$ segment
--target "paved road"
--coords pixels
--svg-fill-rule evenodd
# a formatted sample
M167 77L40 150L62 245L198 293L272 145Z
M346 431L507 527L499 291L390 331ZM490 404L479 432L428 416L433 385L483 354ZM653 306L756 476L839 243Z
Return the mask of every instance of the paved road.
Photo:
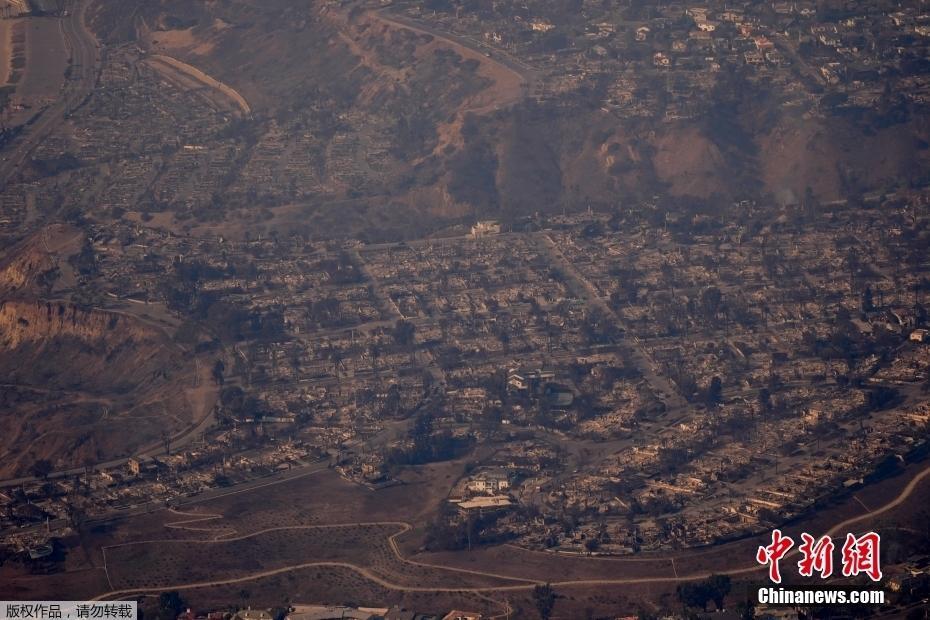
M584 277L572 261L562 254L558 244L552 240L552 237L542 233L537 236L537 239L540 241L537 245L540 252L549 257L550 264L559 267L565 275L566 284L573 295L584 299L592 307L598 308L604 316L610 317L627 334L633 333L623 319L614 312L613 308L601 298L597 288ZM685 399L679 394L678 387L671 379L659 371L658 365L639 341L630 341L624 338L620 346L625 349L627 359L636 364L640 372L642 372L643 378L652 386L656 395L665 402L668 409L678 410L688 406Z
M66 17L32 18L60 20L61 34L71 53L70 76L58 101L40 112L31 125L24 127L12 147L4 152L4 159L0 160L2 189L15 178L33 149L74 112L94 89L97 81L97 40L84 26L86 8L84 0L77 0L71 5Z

**WHAT IS BEING ASKED:** Starting with the line above that holds "M346 431L507 527L499" and stopping with the line that holds "Return the mask", reproduce each line exactly, omitting all other lines.

**FINISHED EXERCISE:**
M346 431L507 527L499 291L390 331ZM490 404L479 432L428 416L433 385L483 354ZM653 306L756 476L839 243Z
Return the mask of every instance of the paved road.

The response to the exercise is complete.